William Blake's vision of the Almighty in Ancient of Days combines his ideas and interests in a highly individual way. For Blake, this figure joins the concept of the creator with that of Wisdom as a part of God. The Ancient of Days, printed as a frontispiece for Blake's book, Europe A Prophesy, was published with a quote:
    "When he set a compass upon the face of the deep."
Based upon the Book of Proverbs (8:22-23, 27-30) in the Old Testament of the Bible. Most of that chapter is spoken by Wisdom, identified as female, who tells the reader how she was with the Lord through all the time of the Creation:
    The Lord possessed me in the beginning of his way,
    before his works of old. I was set up from the everlasting,
    from the beginning, or ever the earth was...
    When he prepared the heavens, I was there;
    when he set a compass upon the face of the deep;
    When he established the clouds above: when he
    strengthened the fountains of the deep; When he
    gave to the sea his decree, that the waters should not
    pass his commandment; when he appointed the
    foundations of the earth; Then I was by him, I as one
    brought up with him; and I was daily his delight,
    rejoicing always before him.

◆ Required actions
- A) Could you condense the paragraph of the Ancient of Days passage that begins "William Blake's vision of the Almighty" into a short bulleted list of its main facts?
- B) Transcribe the lines of the Ancient of Days passage between "William Blake's vision" and "the earth was...", inclusive.

◆ Data listing
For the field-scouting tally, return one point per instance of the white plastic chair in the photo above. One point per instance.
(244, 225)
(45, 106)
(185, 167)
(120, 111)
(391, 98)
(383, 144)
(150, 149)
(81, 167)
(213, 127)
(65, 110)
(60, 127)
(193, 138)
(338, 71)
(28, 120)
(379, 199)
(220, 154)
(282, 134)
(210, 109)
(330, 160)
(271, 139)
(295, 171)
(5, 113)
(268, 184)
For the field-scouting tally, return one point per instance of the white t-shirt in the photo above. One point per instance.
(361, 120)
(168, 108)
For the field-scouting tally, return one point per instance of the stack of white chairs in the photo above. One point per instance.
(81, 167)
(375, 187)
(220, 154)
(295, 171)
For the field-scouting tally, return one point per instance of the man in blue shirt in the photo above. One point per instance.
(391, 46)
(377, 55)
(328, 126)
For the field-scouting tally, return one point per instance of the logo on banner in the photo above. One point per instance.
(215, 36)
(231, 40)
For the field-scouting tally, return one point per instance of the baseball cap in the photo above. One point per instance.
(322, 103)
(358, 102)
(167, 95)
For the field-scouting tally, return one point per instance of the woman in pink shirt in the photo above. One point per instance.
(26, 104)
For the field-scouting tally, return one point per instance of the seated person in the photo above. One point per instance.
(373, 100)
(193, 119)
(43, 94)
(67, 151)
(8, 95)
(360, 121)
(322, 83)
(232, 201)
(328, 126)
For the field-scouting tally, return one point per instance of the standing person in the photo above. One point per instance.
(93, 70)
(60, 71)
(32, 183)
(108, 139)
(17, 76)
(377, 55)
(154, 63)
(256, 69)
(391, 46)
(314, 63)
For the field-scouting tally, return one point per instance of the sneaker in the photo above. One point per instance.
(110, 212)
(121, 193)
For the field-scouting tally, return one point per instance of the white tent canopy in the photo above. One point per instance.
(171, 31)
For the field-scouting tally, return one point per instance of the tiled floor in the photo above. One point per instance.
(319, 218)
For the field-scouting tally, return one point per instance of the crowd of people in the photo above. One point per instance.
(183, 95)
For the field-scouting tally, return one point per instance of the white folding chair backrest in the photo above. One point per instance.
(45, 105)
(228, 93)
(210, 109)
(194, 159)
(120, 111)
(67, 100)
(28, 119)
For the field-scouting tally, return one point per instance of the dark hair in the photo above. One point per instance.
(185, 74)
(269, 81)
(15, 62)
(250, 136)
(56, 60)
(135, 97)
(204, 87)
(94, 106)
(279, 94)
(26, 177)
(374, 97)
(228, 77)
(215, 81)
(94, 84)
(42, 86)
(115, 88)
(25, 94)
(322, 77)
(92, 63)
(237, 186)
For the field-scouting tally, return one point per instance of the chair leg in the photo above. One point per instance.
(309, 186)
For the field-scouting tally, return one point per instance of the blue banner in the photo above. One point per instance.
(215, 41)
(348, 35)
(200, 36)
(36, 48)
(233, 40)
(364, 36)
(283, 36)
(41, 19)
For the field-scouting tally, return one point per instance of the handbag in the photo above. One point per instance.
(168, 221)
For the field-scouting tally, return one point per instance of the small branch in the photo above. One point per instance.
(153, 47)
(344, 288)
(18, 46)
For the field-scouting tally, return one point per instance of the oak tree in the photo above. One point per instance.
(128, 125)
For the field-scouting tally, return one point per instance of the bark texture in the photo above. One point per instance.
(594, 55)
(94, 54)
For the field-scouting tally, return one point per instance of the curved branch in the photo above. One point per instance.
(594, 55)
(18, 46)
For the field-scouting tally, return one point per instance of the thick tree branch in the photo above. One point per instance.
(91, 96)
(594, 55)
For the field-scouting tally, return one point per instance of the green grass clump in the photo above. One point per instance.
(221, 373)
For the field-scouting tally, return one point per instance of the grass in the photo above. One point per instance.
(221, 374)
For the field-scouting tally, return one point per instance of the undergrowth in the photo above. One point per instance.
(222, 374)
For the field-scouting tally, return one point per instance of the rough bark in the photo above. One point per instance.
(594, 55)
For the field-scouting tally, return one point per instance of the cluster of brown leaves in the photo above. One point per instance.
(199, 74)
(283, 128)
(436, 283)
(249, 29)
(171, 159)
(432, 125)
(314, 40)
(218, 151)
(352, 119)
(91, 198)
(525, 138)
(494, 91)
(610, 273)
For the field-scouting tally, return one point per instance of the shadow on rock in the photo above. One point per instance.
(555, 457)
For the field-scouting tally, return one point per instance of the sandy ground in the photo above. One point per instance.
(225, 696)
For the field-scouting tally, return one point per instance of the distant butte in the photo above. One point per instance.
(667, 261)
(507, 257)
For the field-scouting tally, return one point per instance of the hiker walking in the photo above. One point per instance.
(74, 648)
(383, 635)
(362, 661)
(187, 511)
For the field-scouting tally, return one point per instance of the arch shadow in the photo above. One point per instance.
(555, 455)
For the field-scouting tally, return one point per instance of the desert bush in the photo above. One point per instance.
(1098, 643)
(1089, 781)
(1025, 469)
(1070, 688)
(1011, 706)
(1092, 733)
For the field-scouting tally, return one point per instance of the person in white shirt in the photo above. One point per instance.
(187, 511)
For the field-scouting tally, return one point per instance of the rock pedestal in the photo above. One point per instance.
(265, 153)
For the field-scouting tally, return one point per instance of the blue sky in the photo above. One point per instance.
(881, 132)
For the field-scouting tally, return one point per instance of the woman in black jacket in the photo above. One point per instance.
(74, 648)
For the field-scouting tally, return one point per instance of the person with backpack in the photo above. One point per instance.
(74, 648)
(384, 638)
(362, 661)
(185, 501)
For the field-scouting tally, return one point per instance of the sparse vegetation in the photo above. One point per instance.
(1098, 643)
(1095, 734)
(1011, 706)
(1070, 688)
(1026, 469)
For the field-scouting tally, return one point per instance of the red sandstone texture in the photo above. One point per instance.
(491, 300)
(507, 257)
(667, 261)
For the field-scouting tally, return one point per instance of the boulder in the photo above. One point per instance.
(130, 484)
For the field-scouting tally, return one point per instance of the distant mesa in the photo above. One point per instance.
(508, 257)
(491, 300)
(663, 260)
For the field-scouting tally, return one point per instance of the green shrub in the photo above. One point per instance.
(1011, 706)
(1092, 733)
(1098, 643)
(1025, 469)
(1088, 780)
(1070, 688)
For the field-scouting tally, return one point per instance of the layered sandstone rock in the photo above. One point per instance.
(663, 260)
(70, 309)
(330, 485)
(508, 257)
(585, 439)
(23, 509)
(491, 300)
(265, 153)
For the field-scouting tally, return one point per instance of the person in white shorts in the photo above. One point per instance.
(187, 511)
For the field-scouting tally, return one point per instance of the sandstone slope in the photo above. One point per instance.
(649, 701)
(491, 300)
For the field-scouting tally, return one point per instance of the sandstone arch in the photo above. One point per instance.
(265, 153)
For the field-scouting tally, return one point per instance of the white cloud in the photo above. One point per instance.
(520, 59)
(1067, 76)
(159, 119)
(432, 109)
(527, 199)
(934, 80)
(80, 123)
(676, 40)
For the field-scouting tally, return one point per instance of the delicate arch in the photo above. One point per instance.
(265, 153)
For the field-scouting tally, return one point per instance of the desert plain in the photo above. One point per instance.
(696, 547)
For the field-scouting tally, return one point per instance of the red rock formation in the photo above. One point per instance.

◆ Answers for the exercise
- A)
- Blake's Ancient of Days shows the Almighty in a highly individual blend of his ideas and interests.
- The figure unites the creator with Wisdom, seen as a part of God.
- It was printed as the frontispiece to Blake's Europe A Prophesy.
- It appeared with the quote "When he set a compass upon the face of the deep."

- B)
William Blake's vision of the Almighty in Ancient of Days combines his ideas and interests in a highly individual way. For Blake, this figure joins the concept of the creator with that of Wisdom as a part of God. The Ancient of Days, printed as a frontispiece for Blake's book, Europe A Prophesy, was published with a quote:
    "When he set a compass upon the face of the deep."
Based upon the Book of Proverbs (8:22-23, 27-30) in the Old Testament of the Bible. Most of that chapter is spoken by Wisdom, identified as female, who tells the reader how she was with the Lord through all the time of the Creation:
    The Lord possessed me in the beginning of his way,
    before his works of old. I was set up from the everlasting,
    from the beginning, or ever the earth was...